═══ DOCUMENTO DI PARTENZA
Corriere della Sera, 25 novembre 2023
Violenza in crescita per il 61%
L’uccisione di Giulia Cecchettin ha avuto una profondissima eco nel nostro Paese, producendo una vasta ondata di emozione che qualche commentatrice ha paragonato alla vicenda del Circeo del 1975. Un avvenimento cioè che potrebbe produrre una cesura, una sorta di prima e dopo. In questo senso appare da un lato confortante il fatto che il nuovo decreto antiviolenza sia stato approvato all’unanimità (con la speranza che non sia solo il prodotto dell’emozione di questi giorni) e dall’altro positivo il fatto che Elena Cecchettin, sorella di Giulia, abbia deciso di non vestire i panni della vittima dolente. Al contrario, si è energicamente schierata contro la cultura patriarcale del nostro Paese, mettendo a fuoco come il problema sia legato al ruolo e alla psicologia maschile e non relativizzandolo o relegandolo al raptus del momento, a una devianza individuale. E abbia espresso la richiesta, accolta come si è visto in tantissime scuole italiane, di non tacere ma di alzare il «livello del rumore».
Abbiamo testato quindi le opinioni degli italiani, sapendo che si tratta di un tema difficile, che spesso – in questo caso da parte dei maschi – emerge quella che i sociologi chiamano «desiderabilità sociale» ovvero il fatto che facciamo fatica a esprimere opinioni che sappiamo essere riprovate dalla maggioranza. Tenendo conto di ciò, vediamo i principali risultati. La percezione prevalente è che la violenza di genere sia in aumento: lo pensa il 61% degli intervistati, con poche differenze fra uomini e donne. Ma acuendo lo sguardo, alcune diversità emergono: i giovani sono meno convinti di questo, sia le donne (56%) sia in particolare gli uomini (47%). È un dato interessante, che però potrebbe tenere insieme sia una valutazione corretta del fenomeno sia una sorta di autoassoluzione.
══════
═══ DATI FORNITI
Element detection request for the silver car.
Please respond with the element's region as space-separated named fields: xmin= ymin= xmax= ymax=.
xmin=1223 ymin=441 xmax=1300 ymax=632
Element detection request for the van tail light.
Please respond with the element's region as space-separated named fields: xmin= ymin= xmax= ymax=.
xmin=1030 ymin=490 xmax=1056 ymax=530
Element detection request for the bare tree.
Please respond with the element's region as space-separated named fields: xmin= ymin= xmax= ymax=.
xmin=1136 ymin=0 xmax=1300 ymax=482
══════
= PROBLEMA A =
Nell'articolo del Corriere della Sera, che percentuale di giovani uomini pensa che la violenza sia in aumento?
= PROBLEMA B =
Riassumi in due frasi l'articolo del Corriere della Sera.
= PROBLEMA C =
Traduci in inglese questa frase dell'articolo del Corriere della Sera: «È un dato interessante, che però potrebbe tenere insieme sia una valutazione corretta del fenomeno sia una sorta di autoassoluzione.»

= RISPOSTA COMPLETA A =
Il 47%.

= RISPOSTA COMPLETA B =
L'uccisione di Giulia Cecchettin ha prodotto una vasta ondata di emozione in Italia, il nuovo decreto antiviolenza è stato approvato all'unanimità e la sorella Elena si è schierata contro la cultura patriarcale del Paese. Dal sondaggio risulta che il 61% degli intervistati ritiene la violenza in aumento, ma i giovani, soprattutto gli uomini, ne sono meno convinti.

= RISPOSTA COMPLETA C =
It is an interesting finding, but one that could combine both a correct assessment of the phenomenon and a kind of self-absolution.